───── READING TEXT

The incense and wailing of women are identical practices to those found in
Baal worship. In Greece, much of his role is fulfilled by the goddess Persephone.
In Phoenicia, his worship supplanted that of Aleyin,66
a vegetation god and son of Baal, who was killed by Mot.
Dionysus:
A later arrival to the Greek pantheon, whose cult is connected with that of
Adrastus, another Eastern deity. Dionysus is a male fertility god, linked
with the house of Kadmus, whose Phoenician connections have already been established.
Like Adonis, Dionysus can also be linked to the god Tammuz, by his association
with wailing women. Dionysiac religion shows an increasing Osirian presence
after 660 BC, reinforcing the Eastern connection.
Hephaistos:
The fire and volcano god Hephaestos was the Greek divine smith, a Lemnian67
version of the Asiatic craftsmen. He parallels the Phoenician god Chursor,68
who was credited as the inventor of iron. In the East, early metalwork and
religion were connected, bringing about the rise of the god of metalcrafts.

──────────
───── DATA PROVIDED

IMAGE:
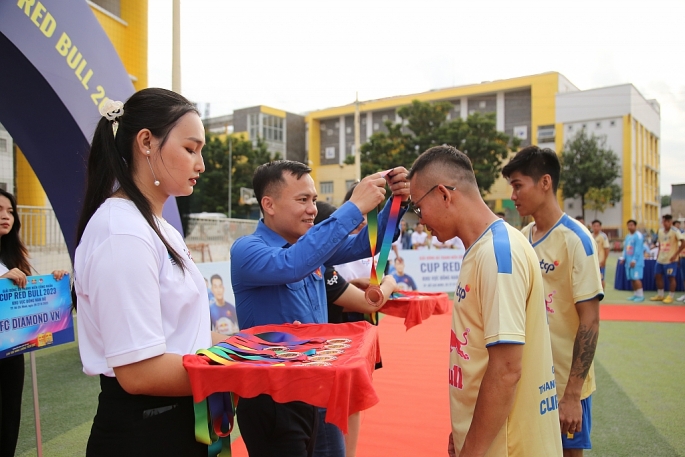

──────────

### WHAT TO DO
A. Say whether each statement below agrees with the text on Greek deities. Answer yes or no, and quote the words of the text that decide it.
(i) Dionysus is a male fertility god.
(ii) Aleyin was killed by Baal.
(iii) Chursor was credited as the inventor of bronze.
B. Reproduce the part of the text on Greek deities starting with "The incense and" and going on through "already been established.", substituting "Demeter" for "Persephone".

### EXPECTED RESULTS
A.
(i) Yes: "Dionysus is a male fertility god"
(ii) No: "a vegetation god and son of Baal, who was killed by Mot"
(iii) No: "who was credited as the inventor of iron"

B.
The incense and wailing of women are identical practices to those found in
Baal worship. In Greece, much of his role is fulfilled by the goddess Demeter.
In Phoenicia, his worship supplanted that of Aleyin,66
a vegetation god and son of Baal, who was killed by Mot.
Dionysus:
A later arrival to the Greek pantheon, whose cult is connected with that of
Adrastus, another Eastern deity. Dionysus is a male fertility god, linked
with the house of Kadmus, whose Phoenician connections have already been established.